== GIVEN PASSAGE ==

# # # # #

Researchers led by Dr. Michael Strong at Western University in London, Ontario, revealed new data that describes a possible future treatment avenue for ALS. Dr. Strong is a world-renowned scientist and clinician in ALS and one of the key individuals who first focused on the disease in Canada.
In this study, published yesterday in the peer-reviewed journal Brain, Dr. Strong’s team describes a protein called NF242, designed to interact with another important protein in ALS called TDP-43. The function of TDP-43 is abnormal in 97% of people with ALS, making it a potentially critical target to normalize for treatment. The global ALS field is currently working to understand what aspect of TDP-43 could lead to ALS, and these experiments focus on the theory that TDP-43 forms abnormal structures that are toxic to our motor neurons, the living wire-like cells that connect our brain to our muscles.
About a decade ago, the Strong lab discovered a protein called RGNEF that binds very specifically to TDP-43 in ALS and wondered if they could use it as a mechanism to prevent TDP-43 toxicity. Using fruit flies and mice that are genetically created to get ALS-like disease, the scientists tested what would happen if these animals also created a piece of the RGNEF protein called NF242. The fruit flies with NF242 moved and survived remarkably better than those without. Mice making NF242 also performed better, living on average a few weeks longer and delaying ALS-like symptoms.

# # # # #

== EXTRACTED ENTRIES ==
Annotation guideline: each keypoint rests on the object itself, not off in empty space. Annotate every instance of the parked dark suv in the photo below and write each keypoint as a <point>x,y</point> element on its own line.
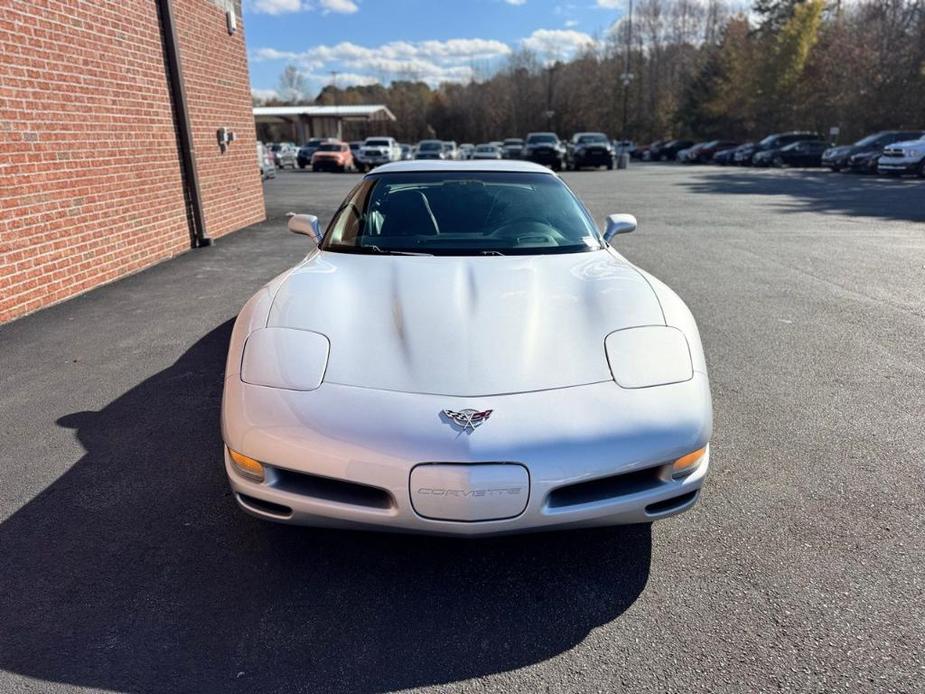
<point>544,148</point>
<point>779,141</point>
<point>669,150</point>
<point>838,158</point>
<point>589,149</point>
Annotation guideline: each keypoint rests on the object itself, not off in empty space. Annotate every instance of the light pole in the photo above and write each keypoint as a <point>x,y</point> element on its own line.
<point>627,76</point>
<point>549,113</point>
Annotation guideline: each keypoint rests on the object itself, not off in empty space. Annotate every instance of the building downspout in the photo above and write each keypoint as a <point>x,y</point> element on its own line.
<point>198,235</point>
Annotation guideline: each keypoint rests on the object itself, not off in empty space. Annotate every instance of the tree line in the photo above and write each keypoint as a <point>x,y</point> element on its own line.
<point>689,68</point>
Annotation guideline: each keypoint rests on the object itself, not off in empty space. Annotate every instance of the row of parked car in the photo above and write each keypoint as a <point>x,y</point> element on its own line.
<point>585,149</point>
<point>888,152</point>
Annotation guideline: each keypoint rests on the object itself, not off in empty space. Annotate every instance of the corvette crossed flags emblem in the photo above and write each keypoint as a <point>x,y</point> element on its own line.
<point>468,419</point>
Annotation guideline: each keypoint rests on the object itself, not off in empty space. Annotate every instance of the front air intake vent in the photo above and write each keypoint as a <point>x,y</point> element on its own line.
<point>605,488</point>
<point>329,489</point>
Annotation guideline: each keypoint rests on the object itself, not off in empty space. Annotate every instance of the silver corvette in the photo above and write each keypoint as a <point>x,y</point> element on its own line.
<point>462,352</point>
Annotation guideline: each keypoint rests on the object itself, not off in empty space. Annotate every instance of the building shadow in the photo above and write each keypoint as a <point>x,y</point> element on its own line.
<point>818,190</point>
<point>135,571</point>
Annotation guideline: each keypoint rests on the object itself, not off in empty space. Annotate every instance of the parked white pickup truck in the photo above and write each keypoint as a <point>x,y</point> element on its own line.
<point>903,158</point>
<point>378,150</point>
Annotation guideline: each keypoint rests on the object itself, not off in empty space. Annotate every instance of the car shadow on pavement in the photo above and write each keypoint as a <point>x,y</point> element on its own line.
<point>135,571</point>
<point>816,190</point>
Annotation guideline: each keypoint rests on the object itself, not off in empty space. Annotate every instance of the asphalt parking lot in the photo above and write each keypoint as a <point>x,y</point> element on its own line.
<point>127,567</point>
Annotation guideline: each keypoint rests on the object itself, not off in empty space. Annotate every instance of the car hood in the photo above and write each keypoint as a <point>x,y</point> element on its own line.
<point>465,326</point>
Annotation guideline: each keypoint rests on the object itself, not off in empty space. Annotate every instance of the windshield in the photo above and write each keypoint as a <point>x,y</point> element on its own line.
<point>462,213</point>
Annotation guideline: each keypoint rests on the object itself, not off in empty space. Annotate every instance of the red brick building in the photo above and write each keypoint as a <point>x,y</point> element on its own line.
<point>110,160</point>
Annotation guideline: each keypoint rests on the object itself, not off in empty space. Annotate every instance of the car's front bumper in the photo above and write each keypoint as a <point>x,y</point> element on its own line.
<point>327,164</point>
<point>343,456</point>
<point>898,165</point>
<point>593,158</point>
<point>375,159</point>
<point>544,157</point>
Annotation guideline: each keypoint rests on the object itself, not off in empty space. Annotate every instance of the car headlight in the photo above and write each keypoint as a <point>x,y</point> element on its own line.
<point>653,355</point>
<point>285,358</point>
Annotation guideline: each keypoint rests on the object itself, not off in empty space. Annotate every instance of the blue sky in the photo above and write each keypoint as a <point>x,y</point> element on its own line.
<point>432,40</point>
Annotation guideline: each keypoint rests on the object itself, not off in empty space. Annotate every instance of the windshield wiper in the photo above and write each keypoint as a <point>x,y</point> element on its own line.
<point>376,249</point>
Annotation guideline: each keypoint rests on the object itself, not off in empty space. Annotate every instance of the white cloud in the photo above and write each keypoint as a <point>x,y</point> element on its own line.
<point>431,61</point>
<point>557,43</point>
<point>276,6</point>
<point>339,6</point>
<point>264,95</point>
<point>344,79</point>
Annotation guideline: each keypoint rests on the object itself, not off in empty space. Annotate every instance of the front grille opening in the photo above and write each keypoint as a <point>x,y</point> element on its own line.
<point>671,504</point>
<point>329,489</point>
<point>605,488</point>
<point>265,506</point>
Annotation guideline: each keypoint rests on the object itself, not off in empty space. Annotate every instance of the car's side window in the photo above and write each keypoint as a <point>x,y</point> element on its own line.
<point>348,220</point>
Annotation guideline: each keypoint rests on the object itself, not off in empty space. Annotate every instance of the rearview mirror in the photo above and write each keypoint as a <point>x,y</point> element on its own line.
<point>306,224</point>
<point>619,224</point>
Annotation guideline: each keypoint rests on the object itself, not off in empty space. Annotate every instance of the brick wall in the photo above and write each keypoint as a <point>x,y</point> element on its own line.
<point>91,184</point>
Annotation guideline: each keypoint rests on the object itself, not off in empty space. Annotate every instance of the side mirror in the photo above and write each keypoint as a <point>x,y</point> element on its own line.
<point>619,224</point>
<point>306,224</point>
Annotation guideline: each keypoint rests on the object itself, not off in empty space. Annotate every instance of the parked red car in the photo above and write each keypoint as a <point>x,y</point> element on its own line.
<point>333,156</point>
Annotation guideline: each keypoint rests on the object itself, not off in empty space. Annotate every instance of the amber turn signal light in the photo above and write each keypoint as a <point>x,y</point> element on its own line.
<point>686,464</point>
<point>247,466</point>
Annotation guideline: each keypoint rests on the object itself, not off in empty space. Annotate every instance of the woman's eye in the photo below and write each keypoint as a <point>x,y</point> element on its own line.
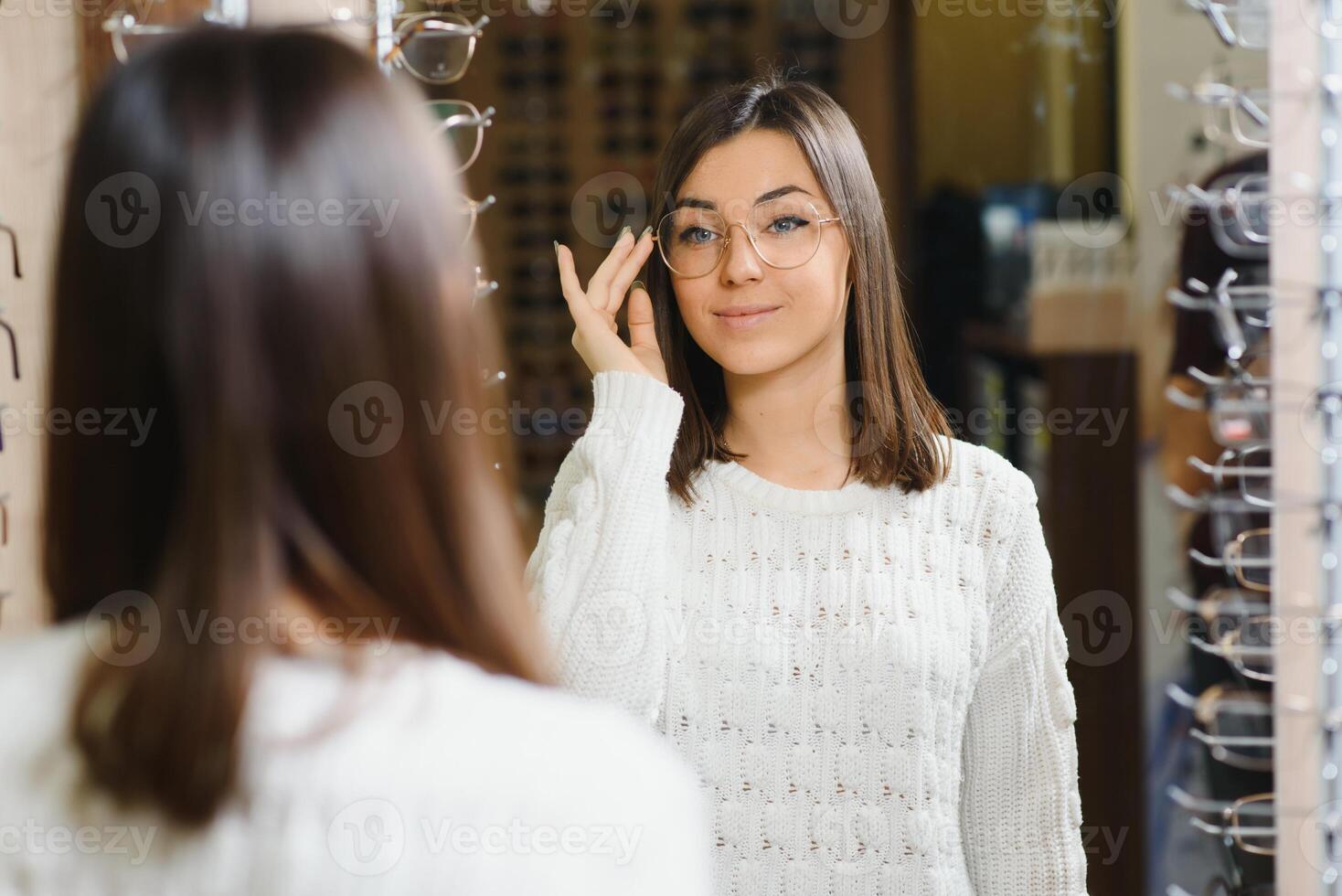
<point>696,235</point>
<point>788,224</point>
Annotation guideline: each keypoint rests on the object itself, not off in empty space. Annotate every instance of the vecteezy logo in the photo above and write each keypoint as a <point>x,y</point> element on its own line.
<point>367,837</point>
<point>852,19</point>
<point>607,204</point>
<point>367,419</point>
<point>1100,628</point>
<point>1092,211</point>
<point>123,628</point>
<point>123,211</point>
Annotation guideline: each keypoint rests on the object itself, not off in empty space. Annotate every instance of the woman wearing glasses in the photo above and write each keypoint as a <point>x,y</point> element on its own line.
<point>294,655</point>
<point>768,546</point>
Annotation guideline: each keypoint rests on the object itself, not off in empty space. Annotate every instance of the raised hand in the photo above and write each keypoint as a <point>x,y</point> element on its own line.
<point>596,335</point>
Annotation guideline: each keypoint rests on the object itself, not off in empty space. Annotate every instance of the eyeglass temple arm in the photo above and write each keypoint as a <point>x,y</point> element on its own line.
<point>14,243</point>
<point>1216,12</point>
<point>14,347</point>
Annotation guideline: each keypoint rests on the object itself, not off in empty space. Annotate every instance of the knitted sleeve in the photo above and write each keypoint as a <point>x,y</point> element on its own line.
<point>597,574</point>
<point>1020,805</point>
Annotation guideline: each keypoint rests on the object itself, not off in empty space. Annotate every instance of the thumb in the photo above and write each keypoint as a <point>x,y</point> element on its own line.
<point>642,330</point>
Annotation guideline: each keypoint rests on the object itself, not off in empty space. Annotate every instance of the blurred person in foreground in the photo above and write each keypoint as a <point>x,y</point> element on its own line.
<point>293,652</point>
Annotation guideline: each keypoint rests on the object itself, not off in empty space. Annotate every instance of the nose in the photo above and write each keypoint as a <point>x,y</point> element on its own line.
<point>740,263</point>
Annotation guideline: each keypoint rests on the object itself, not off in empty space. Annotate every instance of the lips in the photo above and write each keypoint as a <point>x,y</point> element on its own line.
<point>745,310</point>
<point>745,315</point>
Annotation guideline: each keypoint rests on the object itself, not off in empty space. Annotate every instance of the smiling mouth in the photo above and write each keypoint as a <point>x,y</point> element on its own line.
<point>746,316</point>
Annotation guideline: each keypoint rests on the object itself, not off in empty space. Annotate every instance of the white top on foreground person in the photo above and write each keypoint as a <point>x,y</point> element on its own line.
<point>421,775</point>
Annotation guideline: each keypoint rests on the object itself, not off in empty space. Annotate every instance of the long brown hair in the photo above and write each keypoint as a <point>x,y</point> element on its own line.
<point>240,336</point>
<point>895,420</point>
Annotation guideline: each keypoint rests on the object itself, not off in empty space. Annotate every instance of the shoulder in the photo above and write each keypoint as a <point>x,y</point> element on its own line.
<point>426,742</point>
<point>467,763</point>
<point>997,487</point>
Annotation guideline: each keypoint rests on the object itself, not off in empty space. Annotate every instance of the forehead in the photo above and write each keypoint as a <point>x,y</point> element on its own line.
<point>748,165</point>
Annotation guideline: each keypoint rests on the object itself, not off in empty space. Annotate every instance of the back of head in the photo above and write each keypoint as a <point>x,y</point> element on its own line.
<point>261,261</point>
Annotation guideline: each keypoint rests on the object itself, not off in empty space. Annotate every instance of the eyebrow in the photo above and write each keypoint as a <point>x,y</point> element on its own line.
<point>764,197</point>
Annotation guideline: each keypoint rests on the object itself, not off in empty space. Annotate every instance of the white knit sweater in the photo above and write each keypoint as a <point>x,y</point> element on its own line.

# # # # #

== REQUIRED ACTION 1 ==
In the account of the ALS study, rename "fruit flies" as "Drosophila flies" and give again the part that opens with the words "About a decade" and closes with "delaying ALS-like symptoms.".
== REQUIRED ACTION 2 ==
Using the account of the ALS study, mark each statement yes or no and quote the words that decide it: (a) NF242 is a piece of the RGNEF protein. (b) The study appeared in the journal Nature. (c) TDP-43 function is abnormal in 97% of people with ALS.
== REQUIRED ACTION 3 ==
Proceed with the account of the ALS study from where it stops.

== EXERCISE OUTPUT 1 ==
About a decade ago, the Strong lab discovered a protein called RGNEF that binds very specifically to TDP-43 in ALS and wondered if they could use it as a mechanism to prevent TDP-43 toxicity. Using Drosophila flies and mice that are genetically created to get ALS-like disease, the scientists tested what would happen if these animals also created a piece of the RGNEF protein called NF242. The Drosophila flies with NF242 moved and survived remarkably better than those without. Mice making NF242 also performed better, living on average a few weeks longer and delaying ALS-like symptoms.

== EXERCISE OUTPUT 2 ==
(a) Yes: "a piece of the RGNEF protein called NF242"
(b) No: "published yesterday in the peer-reviewed journal Brain"
(c) Yes: "The function of TDP-43 is abnormal in 97% of people with ALS"

== EXERCISE OUTPUT 3 ==
These results represent a first step in determining if NF242 might be of value in ALS. Any potential treatment targeting TDP-43 is exciting as it would be more scientifically aimed at what many believe could be the underlying biology of ALS than the numerous, less specific treatments tested in clinical trials to date. It is also important to note that laboratory treatments demonstrating an ability to slow disease in animal models of ALS are not unprecedented; they are discovered and published multiple times each year. So far, they have largely failed to translate to benefit in people. Many of these treatments are further along in testing, and some are already in clinical trials.
Dr. Strong has stated his commitment to pushing NF242 toward the clinic as fast as possible but also explains in the manuscript that more optimization may be necessary to determine the best version suitable for human clinical trials. While that process can often take years, this discovery provides a new addition to the list of promising future therapeutic avenues that we can remain cautiously optimistic about while contributing new knowledge to our understanding of ALS.